While Business Intelligence (BI) has delivered powerful results for many companies over the past decade, the majority of applications focused on marketing, sales, and customer and financial analysis rather than operations and supply chain activities.
However, the tide is turning and there is a growing trend to leverage business intelligence for supply chain management.
Supply chain managers are now utilising BI capabilities such as analytics, reporting and dashboards to monitor supply chain performance, as well as to gain new insights into all aspects of their businesses.
BI is allowing them to drive performance improvement in individual functions, in business processes that span multiple functions, and in the “extended supply chain” through collaboration with customers, vendors and other trading partners.
And these BI tools are delivering significant benefits in terms of cost reduction, customer service improvements and lower inventory levels.
Moving from Transaction Efficiency to Insight Over the past two decades, many companies have invested significant dollars to enhance their information systems.
A centerpiece of this investment has been in Enterprise Resource Planning capabilities, or ERP systems, to manage their customer orders, billing, accounting & financials, inventory, procurement and human resource management transactions.
Many companies have also added Customer Relationship Management (CRM) systems, Transportation Management Systems (TMS), Warehouse Management Systems (WMS), Manufacturing Execution Systems (MES) and other transaction systems to better manage different aspects of their businesses.
Generally these systems have provided good value, adding efficiency, more timely information and control (compliance) to their operations.
However, most users of these transaction systems yearned for deeper and better analytics and reporting.
Users could not easily customise reports. In addition, they found it very difficult to extract data and conduct deeper, more insightful analysis, especially if it required tapping data from more than one module of their ERP system or data from multiple transaction systems.
----------
## PROBLEMS TO SOLVE
• A. Answer these questions about the passage on business intelligence in supply chain management:
(i) On which areas did most business intelligence applications focus over the past decade?
(ii) What was the centerpiece of companies' investment in their information systems?
(iii) What could users of transaction systems not easily customize?
• B. Quote the rows beginning with the line that contains "Where can the butterfly wing" and continuing through the last of the rows, both ends included.

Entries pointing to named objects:
----------
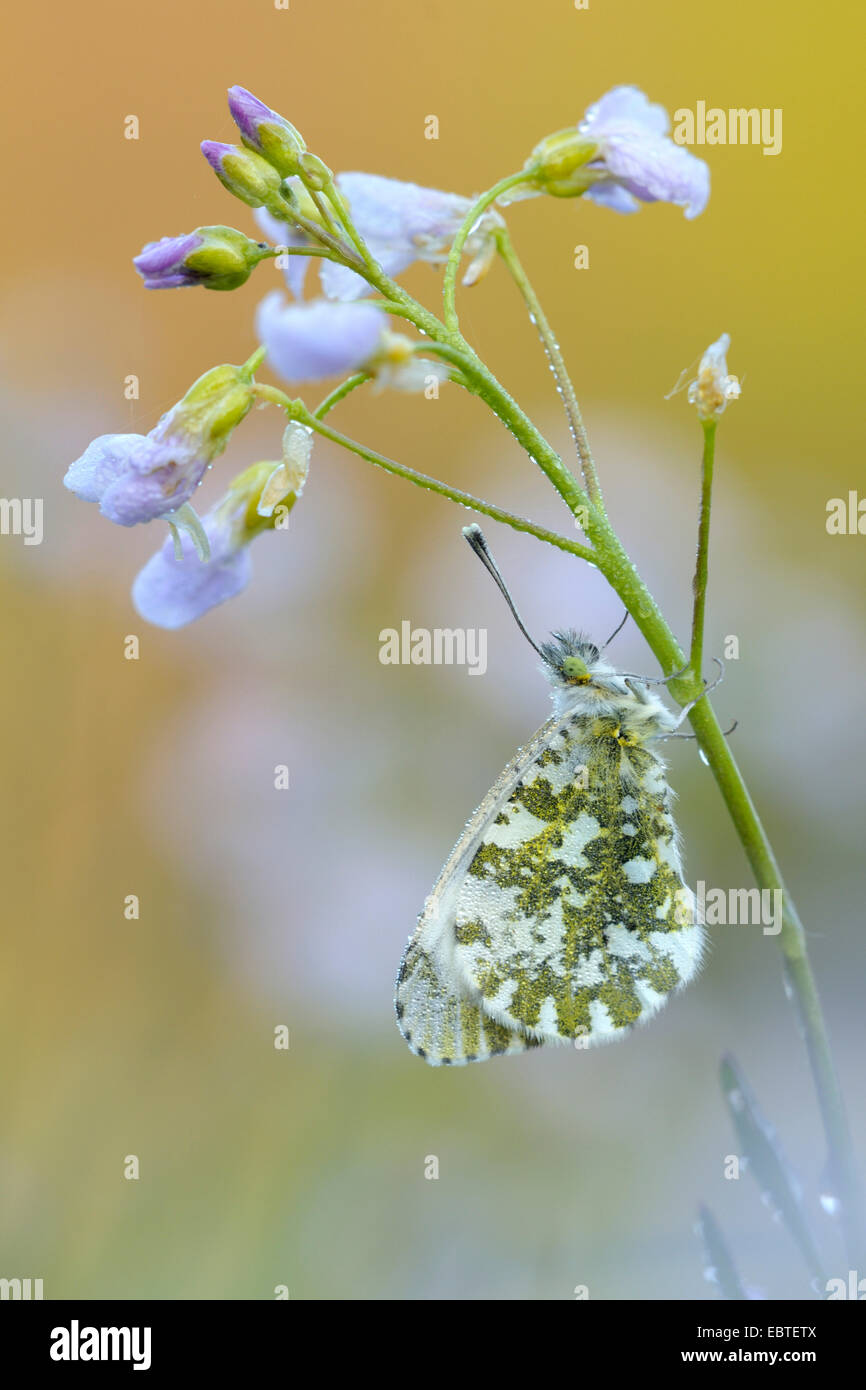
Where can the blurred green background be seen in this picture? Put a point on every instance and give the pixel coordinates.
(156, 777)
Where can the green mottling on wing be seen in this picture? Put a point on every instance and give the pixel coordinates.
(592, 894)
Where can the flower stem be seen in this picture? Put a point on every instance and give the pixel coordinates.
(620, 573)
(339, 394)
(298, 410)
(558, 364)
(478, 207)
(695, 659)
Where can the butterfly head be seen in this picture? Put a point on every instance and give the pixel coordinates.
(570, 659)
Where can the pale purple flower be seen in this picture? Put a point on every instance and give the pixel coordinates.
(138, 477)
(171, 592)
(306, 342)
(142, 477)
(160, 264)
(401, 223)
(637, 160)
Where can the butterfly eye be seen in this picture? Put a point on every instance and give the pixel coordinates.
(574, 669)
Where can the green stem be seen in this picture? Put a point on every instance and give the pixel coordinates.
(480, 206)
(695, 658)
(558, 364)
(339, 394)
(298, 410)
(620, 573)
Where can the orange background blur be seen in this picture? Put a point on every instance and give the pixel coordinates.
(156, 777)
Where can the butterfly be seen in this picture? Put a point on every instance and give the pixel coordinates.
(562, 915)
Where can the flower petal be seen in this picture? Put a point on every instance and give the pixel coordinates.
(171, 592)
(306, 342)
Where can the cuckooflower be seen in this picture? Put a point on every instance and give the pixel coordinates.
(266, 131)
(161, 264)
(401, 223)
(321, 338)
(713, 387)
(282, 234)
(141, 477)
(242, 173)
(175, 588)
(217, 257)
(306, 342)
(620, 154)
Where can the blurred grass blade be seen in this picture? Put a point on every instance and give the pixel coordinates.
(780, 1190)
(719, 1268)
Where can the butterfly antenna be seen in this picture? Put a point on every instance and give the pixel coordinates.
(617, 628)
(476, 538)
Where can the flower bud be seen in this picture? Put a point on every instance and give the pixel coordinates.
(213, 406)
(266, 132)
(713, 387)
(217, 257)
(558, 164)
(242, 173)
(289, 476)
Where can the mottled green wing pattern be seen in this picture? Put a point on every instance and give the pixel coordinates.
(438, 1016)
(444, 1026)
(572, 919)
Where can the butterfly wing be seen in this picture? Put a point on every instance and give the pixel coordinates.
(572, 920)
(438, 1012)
----------
## EXPECTED RESPONSES
• A.
(i) Marketing, sales, and customer and financial analysis.
(ii) Enterprise Resource Planning capabilities, or ERP systems.
(iii) Reports.

• B.
Where can the butterfly wing be seen in this picture? Put a point on every instance and give the pixel coordinates.
(572, 920)
(438, 1012)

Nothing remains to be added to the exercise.